==== RECORDS SUPPLIED
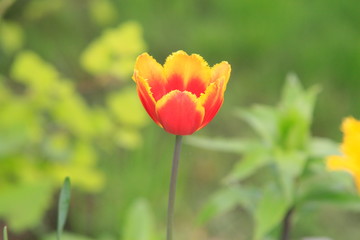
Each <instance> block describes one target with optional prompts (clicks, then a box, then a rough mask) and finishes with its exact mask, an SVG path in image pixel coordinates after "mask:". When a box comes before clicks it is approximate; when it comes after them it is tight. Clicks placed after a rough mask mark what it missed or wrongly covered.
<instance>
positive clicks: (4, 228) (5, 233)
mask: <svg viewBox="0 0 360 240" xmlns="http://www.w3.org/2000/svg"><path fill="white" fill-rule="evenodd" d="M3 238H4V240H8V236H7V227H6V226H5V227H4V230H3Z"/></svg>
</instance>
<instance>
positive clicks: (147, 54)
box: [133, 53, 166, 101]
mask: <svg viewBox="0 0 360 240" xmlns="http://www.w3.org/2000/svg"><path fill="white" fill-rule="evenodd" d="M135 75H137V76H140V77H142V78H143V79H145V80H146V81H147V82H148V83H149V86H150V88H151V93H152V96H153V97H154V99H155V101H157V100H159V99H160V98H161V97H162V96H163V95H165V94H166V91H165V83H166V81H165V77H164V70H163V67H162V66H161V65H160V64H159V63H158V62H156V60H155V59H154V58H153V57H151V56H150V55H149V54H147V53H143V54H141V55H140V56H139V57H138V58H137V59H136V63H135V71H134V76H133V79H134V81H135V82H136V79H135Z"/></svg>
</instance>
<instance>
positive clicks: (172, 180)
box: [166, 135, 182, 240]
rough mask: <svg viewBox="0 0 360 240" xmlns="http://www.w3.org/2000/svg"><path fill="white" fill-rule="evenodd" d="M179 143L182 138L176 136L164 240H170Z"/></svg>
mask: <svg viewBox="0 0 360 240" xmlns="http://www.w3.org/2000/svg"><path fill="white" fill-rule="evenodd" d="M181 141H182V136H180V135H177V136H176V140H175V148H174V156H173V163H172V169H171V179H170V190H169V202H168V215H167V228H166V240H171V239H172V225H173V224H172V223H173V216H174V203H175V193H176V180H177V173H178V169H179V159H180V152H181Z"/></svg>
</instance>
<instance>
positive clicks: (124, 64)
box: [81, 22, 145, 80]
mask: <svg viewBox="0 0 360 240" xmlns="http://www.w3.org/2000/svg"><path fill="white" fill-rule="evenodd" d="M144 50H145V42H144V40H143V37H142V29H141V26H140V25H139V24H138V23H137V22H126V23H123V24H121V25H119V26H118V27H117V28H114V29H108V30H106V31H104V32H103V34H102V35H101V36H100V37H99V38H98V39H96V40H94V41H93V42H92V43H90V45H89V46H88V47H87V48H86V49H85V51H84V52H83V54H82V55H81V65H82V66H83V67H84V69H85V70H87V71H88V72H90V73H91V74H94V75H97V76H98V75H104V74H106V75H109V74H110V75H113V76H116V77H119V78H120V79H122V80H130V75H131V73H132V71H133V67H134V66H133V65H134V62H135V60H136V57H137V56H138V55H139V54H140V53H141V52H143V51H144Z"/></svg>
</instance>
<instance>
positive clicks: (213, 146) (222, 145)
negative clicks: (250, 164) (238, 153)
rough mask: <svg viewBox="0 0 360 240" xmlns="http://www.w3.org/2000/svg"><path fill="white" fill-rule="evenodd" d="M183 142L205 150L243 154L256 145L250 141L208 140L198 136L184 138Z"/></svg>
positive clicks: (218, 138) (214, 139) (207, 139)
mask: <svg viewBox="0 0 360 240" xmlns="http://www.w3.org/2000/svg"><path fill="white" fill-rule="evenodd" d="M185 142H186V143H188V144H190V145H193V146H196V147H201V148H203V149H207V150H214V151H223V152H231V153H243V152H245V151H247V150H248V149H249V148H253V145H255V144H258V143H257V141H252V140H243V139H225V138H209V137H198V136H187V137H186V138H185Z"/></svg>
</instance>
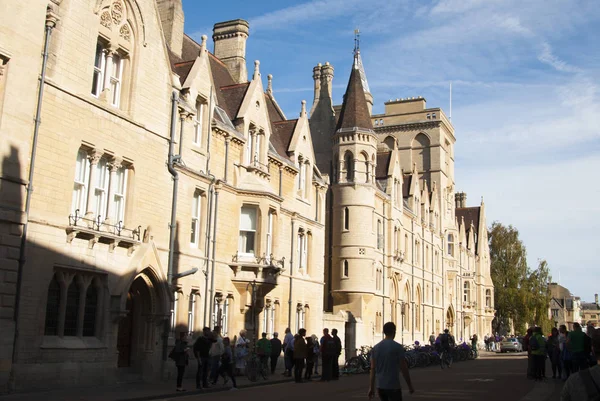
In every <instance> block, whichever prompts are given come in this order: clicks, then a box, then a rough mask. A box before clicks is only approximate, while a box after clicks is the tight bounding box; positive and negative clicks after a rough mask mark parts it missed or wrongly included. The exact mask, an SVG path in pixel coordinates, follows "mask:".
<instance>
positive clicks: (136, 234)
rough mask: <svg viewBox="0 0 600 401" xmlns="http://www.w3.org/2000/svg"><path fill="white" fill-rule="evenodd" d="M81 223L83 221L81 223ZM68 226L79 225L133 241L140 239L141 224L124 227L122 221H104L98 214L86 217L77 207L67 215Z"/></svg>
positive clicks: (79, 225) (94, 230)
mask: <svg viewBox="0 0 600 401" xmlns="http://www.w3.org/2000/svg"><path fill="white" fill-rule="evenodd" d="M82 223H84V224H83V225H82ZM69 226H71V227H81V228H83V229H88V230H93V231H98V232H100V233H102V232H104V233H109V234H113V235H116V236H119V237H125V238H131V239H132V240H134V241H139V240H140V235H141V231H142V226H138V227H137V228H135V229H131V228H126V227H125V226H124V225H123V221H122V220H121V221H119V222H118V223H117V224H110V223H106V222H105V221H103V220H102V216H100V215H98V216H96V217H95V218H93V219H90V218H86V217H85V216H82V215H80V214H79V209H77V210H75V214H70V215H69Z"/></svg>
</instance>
========
» **ASSIGNMENT**
In the entries above, find lines with "negative" and copy each.

» **TASK SOLUTION**
negative clicks: (250, 164) (238, 153)
In every <instance> block, whichever prompts are given come in this order: clicks, then a box, then a rough mask. A box before clicks is only approximate, while a box after clicks is the tight bounding box; positive and negative clicks after a rough mask mark parts it missed or wrongly included. The exact mask, an SVG path in pixel coordinates, follows "mask:".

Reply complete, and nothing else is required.